For the BBC, it seems, to question leaving the EU is to be unpatriotic.

Faced with arguably their biggest political-cum-constitutional ­crisis in half a century, the press on either side of the pond has reacted very differently. Confronting a president who, unlike many predecessors, does not merely covertly dislike the press but rages against its supposed mendacity as a purveyor of “fake news”, the fourth estate in the US has had a pretty successful first 150-odd days of the Trump era. The Washington Post has recovered its Watergate mojo – the bloodhound tenacity that brought down Richard Nixon. The Post’s investigations into links between the Kremlin and Donald Trump’s associates and appointees have yielded the scalp of the former security adviser Michael Flynn and led to Attorney General Jeff Sessions recusing himself from all inquiries into Trump-Russia contacts. Few imagine the story will end there.

Meanwhile, the New York Times has cast off its image as “the grey lady” and come out in sharper colours. Commenting on the James Comey memo in an editorial, the Times raised the possibility that Trump was trying to “obstruct justice”, and called on Washington lawmakers to “uphold the constitution”. Trump’s denunciations of the Times as “failing” have acted as commercial “rocket fuel” for the paper, according to its CEO, Mark Thompson: it gained an “astonishing” 308,000 net digital news subscriptions in the first quarter of 2017.

Information provided
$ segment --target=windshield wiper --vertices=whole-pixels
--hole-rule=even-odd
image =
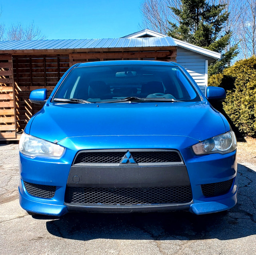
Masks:
[[[54,98],[53,101],[54,102],[63,102],[64,103],[82,103],[82,104],[91,104],[91,102],[84,100],[83,99],[79,99],[76,98],[70,98],[67,99],[65,98]]]
[[[173,98],[163,98],[161,97],[156,98],[140,98],[136,97],[128,97],[122,99],[117,99],[112,101],[108,101],[107,102],[99,102],[98,103],[119,103],[120,102],[151,102],[159,101],[159,102],[182,102],[180,100],[176,100]]]

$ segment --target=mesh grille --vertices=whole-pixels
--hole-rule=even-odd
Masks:
[[[44,198],[51,198],[55,193],[56,186],[41,185],[24,182],[25,188],[32,196]]]
[[[82,152],[78,155],[74,164],[78,163],[117,163],[124,156],[123,152]]]
[[[227,193],[232,186],[233,179],[220,182],[201,185],[204,196],[214,197]]]
[[[67,187],[67,203],[132,205],[190,202],[190,186],[147,188]]]
[[[138,151],[132,152],[137,163],[181,162],[179,154],[174,151]]]
[[[126,152],[83,152],[79,153],[74,164],[79,163],[119,163]],[[136,151],[131,152],[136,163],[181,162],[175,151]]]

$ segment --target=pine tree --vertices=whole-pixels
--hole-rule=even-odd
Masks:
[[[223,32],[228,18],[225,5],[211,5],[206,0],[181,2],[180,9],[170,7],[180,22],[178,24],[170,22],[168,35],[222,53],[221,59],[208,68],[209,75],[221,73],[238,53],[237,45],[230,45],[231,31]]]

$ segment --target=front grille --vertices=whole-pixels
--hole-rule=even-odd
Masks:
[[[55,193],[56,186],[42,185],[24,182],[24,186],[28,193],[32,196],[44,198],[51,198]]]
[[[204,196],[206,197],[214,197],[228,193],[231,188],[233,180],[234,178],[220,182],[201,185]]]
[[[171,204],[190,202],[190,186],[146,188],[70,187],[66,203],[112,205]]]
[[[181,162],[181,158],[176,151],[131,151],[136,163]],[[82,152],[74,164],[87,163],[120,163],[126,152]]]

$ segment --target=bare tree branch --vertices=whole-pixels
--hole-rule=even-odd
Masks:
[[[140,5],[142,16],[140,27],[167,34],[169,22],[176,23],[178,18],[169,7],[180,8],[180,0],[144,0]]]
[[[35,26],[34,21],[27,27],[24,27],[20,22],[12,24],[6,32],[7,39],[10,41],[40,40],[45,38],[38,27]]]

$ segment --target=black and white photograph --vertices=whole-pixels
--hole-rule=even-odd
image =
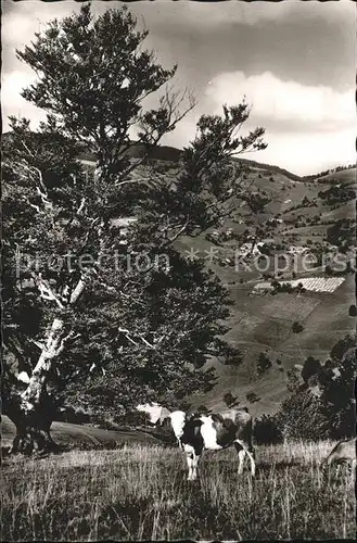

List of tasks
1. Can you rewrite the paragraph of the press commentary that begins "Meanwhile, the New York Times" as a short bulleted list that keeps its main facts?
2. Answer these questions from the press commentary:
(a) According to the opening sentence, what does the BBC seem to regard as unpatriotic?
(b) Which former security adviser's scalp did the Washington Post's investigations yield?
(c) Who is the CEO of the New York Times?

Worked solutions
1.
- The New York Times has shed its "grey lady" image and taken on a sharper tone.
- In an editorial on the James Comey memo, it raised the possibility that Trump was trying to "obstruct justice" and urged Washington lawmakers to "uphold the constitution."
- CEO Mark Thompson says Trump's attacks on the paper as "failing" have been commercial "rocket fuel." The paper gained 308,000 net digital news subscriptions in the first quarter of 2017.

2.
(a) Questioning leaving the EU.
(b) Michael Flynn.
(c) Mark Thompson.